EXERCISE GOAL - Reproduce the passage of the Nissan loss report below that begins with "China Slump and" and ends with "among Japanese automakers.", substituting "Deliveries" for "Sales".

EXTRACT -
__________________________________________________
Japanese automaker Nissan has issued a severe profit warning, forecasting a staggering loss of up to ¥750 billion ($5.3 billion) for the 2024-25 financial year. This marks a dramatic escalation from its previous estimate of an ¥80 billion loss, reflecting deepening operational woes, slumping sales in China, and the aftershocks of U.S. vehicle tariffs.
The forecasted loss underscores the troubled road ahead for Nissan, once a symbol of Japan’s global automotive prowess and currently among the world’s top ten carmakers by unit sales.
Mounting Losses, Mounting Pressure
Nissan’s revised projection, released on Thursday, signals the automaker’s largest annual loss since the aftermath of the global financial crisis. The company cited a major asset impairment, ongoing restructuring costs, and plummeting overseas sales as key reasons for the downward revision.
“We now anticipate a significant net loss for the year,” said Ivan Espinosa, Nissan’s Chief Executive, in a statement. “Despite these challenges, we remain focused on stabilizing the company with a renewed strategy, significant financial resources, and a promising product pipeline.”
The full-year earnings for the 2024-25 period, which ended on March 31, will be officially released in mid-May.
China Slump and U.S. Tariffs Hit Hard
Nissan’s troubles in the Chinese market—a traditionally strong revenue generator—have intensified amid fierce local competition and slowing demand. Sales have plunged dramatically, particularly in the electric vehicle (EV) segment, where Chinese manufacturers continue to dominate.
Meanwhile, in the United States, which contributes around 30% of Nissan’s total revenue, a 25% import tariff imposed by the Biden administration since April has added significant strain. Nearly half of the 924,000 vehicles sold in the U.S. last year were imported from Japan and Mexico, making Nissan particularly vulnerable among Japanese automakers.
__________________________________________________
DATASET RECORDS -
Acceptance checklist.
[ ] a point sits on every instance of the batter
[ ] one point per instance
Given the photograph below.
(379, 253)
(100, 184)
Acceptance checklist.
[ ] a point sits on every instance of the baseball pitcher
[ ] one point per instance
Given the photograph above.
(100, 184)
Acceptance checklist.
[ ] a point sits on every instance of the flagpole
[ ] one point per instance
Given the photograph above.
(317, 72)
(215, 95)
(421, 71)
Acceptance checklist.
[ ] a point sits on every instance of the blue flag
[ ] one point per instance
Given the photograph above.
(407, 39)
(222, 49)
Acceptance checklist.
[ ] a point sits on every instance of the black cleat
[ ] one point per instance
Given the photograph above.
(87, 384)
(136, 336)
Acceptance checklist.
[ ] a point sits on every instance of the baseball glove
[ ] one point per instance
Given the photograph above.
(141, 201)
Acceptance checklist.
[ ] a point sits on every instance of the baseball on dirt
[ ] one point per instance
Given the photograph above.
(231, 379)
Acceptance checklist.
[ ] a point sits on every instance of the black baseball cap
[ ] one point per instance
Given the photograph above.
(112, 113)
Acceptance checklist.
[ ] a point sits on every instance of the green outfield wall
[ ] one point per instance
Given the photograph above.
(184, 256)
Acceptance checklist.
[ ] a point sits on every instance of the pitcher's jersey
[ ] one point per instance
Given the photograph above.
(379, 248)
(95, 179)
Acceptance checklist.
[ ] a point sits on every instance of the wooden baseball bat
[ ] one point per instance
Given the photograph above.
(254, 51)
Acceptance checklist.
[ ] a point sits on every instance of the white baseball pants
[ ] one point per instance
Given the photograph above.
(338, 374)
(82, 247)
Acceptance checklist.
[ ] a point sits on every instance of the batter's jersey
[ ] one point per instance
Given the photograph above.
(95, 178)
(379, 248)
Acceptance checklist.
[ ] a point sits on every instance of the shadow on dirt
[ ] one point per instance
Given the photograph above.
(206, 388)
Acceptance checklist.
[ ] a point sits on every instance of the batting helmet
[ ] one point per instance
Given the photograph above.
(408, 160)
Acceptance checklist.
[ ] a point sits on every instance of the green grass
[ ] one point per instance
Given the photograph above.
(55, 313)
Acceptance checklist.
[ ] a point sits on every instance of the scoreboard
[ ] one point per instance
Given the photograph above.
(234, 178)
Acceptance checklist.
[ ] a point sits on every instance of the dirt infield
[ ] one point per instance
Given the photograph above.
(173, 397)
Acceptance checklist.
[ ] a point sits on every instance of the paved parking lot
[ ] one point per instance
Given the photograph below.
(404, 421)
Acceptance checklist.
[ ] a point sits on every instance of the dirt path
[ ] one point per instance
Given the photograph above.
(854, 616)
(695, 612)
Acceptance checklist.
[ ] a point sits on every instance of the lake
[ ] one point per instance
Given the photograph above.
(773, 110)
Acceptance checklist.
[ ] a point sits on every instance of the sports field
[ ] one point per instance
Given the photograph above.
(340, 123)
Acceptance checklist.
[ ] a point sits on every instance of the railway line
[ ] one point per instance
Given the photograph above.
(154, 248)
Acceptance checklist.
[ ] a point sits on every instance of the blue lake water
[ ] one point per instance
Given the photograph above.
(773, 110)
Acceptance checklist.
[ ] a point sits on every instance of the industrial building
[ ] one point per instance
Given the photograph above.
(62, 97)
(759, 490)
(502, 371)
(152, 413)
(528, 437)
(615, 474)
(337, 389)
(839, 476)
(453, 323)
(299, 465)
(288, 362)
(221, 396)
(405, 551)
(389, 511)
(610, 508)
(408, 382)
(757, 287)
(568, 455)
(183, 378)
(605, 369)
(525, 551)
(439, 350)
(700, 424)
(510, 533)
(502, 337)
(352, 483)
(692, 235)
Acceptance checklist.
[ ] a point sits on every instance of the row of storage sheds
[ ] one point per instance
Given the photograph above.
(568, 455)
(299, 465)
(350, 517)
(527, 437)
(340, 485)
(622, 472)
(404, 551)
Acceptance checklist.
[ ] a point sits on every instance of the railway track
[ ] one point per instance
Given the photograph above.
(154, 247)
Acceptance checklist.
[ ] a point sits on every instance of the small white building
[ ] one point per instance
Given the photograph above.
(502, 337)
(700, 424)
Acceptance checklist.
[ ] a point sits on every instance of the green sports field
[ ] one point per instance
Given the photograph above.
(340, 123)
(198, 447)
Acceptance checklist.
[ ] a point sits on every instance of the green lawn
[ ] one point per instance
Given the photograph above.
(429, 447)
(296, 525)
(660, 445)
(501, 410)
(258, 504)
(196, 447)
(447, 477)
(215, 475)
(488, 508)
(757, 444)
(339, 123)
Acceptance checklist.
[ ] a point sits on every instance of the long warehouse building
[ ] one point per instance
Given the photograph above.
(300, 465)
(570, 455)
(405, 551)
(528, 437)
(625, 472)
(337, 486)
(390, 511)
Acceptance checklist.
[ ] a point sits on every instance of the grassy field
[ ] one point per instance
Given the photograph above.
__________________________________________________
ANSWER TO THIS PROBLEM -
China Slump and U.S. Tariffs Hit Hard
Nissan’s troubles in the Chinese market—a traditionally strong revenue generator—have intensified amid fierce local competition and slowing demand. Deliveries have plunged dramatically, particularly in the electric vehicle (EV) segment, where Chinese manufacturers continue to dominate.
Meanwhile, in the United States, which contributes around 30% of Nissan’s total revenue, a 25% import tariff imposed by the Biden administration since April has added significant strain. Nearly half of the 924,000 vehicles sold in the U.S. last year were imported from Japan and Mexico, making Nissan particularly vulnerable among Japanese automakers.